_DOCUMENT:_
>> BEGIN

Write a program/function that when given a positive integer \$n\$ splits the numbers from \$1\$ to \$n\$ into two sets, so that no integers \$a, b, c\$, satisfying \$a^2 + b^2 = c^2\$ are all in the same set. For example, if \$3\$ and \$4\$ are in the first set, then \$5\$ must be in the second set since \$3^2+4^2=5^2\$.

Acceptable Output Formats:

  • One of the sets
  • Both the sets
  • An array of length \$n\$ where the \$i\$-th element (counting from 1) is one of two different symbols (e.g. 0 and 1, a and b, etc.) which represent which set \$i\$ belongs to.The reverse of this is also fine


You can expect \$n\$ to be less than \$7825\$. This is because \$7824\$ is proven to be the largest number to have solution (which also implies that all numbers less than 7825 have a solution).


This is so shortest bytes wins.

Sample Testcases

3 -> {1}
3 -> {}
5 -> {1, 2, 3}
5 -> {1, 2, 3}, {4, 5}
5 -> [0, 0, 0, 1, 1]
5 -> [1, 1, 0, 0, 1]
10 -> {1, 3, 6}
10 -> {1, 2, 3, 4, 6, 9}
41 -> {5, 6, 9, 15, 16, 20, 24, 35}

A checker to verify your output can be found here

Inspired by The Problem with 7825 - Numberphile

  • 1
    \$\begingroup\$ Is it guaranteed that a solution exists for all n below 7825? It may be worth clarifying in the challenge \$\endgroup\$
    – Luis Mendo
    Jun 20, 2020 at 16:04
  • \$\begingroup\$ Suggested test case: 41. This is the first value for which this simple but invalid algorithm doesn't work anymore: start with an empty list A; for x = 1 to n: if there's some x in A such that sqrt(x²+n²) also exists in A: leave A unchanged else append x to A; return A. \$\endgroup\$
    – Arnauld
    Jun 20, 2020 at 16:08
  • 1
    \$\begingroup\$ @LuisMendo Theorem 1. The set {1, . . . , 7824} can be partitioned into two parts, such that no part contains a Pythagorean triple, while this is impossible for {1, . . . , 7825}. arxiv.org/pdf/1605.00723.pdf \$\endgroup\$
    – ZaMoC
    Jun 20, 2020 at 16:33
  • \$\begingroup\$ @Arnauld added 41 as a testcase \$\endgroup\$ Jun 20, 2020 at 16:52
  • \$\begingroup\$ May we output an empty set when \$n<5\$? (I would assume so.) \$\endgroup\$ Jun 20, 2020 at 19:25

9 Answers 9


J, 37 bytes

Brute forces through the possible sets, outputs the bit mask.


Try it online! (Also outputs list as numbers for easier comparison.)

How it works

                                  #&1 convert to list of N 1's
(                            )^:_     do until list does not change
                        *:@#\         right: convert to 1,4,9…,N^2
             [                        left: the bit mask
                      /.              partition left based on right, for each set:
                  +/~                 make M*M addition table
               e.~                    any element of that in the same set?

>> END

_EXERCISE PROMPT:_
In the thread, which number is proven to be the largest that has a solution?

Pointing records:
>> BEGIN

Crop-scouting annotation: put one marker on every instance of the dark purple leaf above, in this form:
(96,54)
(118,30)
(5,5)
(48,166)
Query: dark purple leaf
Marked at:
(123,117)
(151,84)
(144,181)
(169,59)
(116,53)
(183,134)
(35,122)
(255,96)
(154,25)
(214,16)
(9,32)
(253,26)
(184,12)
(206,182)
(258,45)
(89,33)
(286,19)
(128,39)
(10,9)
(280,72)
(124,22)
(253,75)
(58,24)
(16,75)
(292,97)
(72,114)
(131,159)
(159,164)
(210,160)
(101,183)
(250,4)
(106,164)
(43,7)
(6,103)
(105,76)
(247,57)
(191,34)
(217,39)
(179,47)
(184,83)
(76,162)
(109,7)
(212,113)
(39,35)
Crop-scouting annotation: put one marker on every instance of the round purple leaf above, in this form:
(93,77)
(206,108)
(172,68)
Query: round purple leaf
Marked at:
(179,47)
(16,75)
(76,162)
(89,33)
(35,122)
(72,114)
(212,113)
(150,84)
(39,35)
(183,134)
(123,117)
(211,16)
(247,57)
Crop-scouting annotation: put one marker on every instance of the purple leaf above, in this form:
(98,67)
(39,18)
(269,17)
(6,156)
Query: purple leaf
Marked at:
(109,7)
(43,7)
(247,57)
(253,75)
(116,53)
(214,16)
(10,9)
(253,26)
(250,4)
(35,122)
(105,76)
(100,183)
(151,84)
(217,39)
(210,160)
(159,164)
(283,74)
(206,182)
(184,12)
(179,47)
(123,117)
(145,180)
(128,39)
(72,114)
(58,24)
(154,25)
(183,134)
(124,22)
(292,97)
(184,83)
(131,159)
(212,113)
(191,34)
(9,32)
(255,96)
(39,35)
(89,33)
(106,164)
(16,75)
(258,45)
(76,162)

>> END

_SOLUTION FOR THIS PROBLEM:_
7824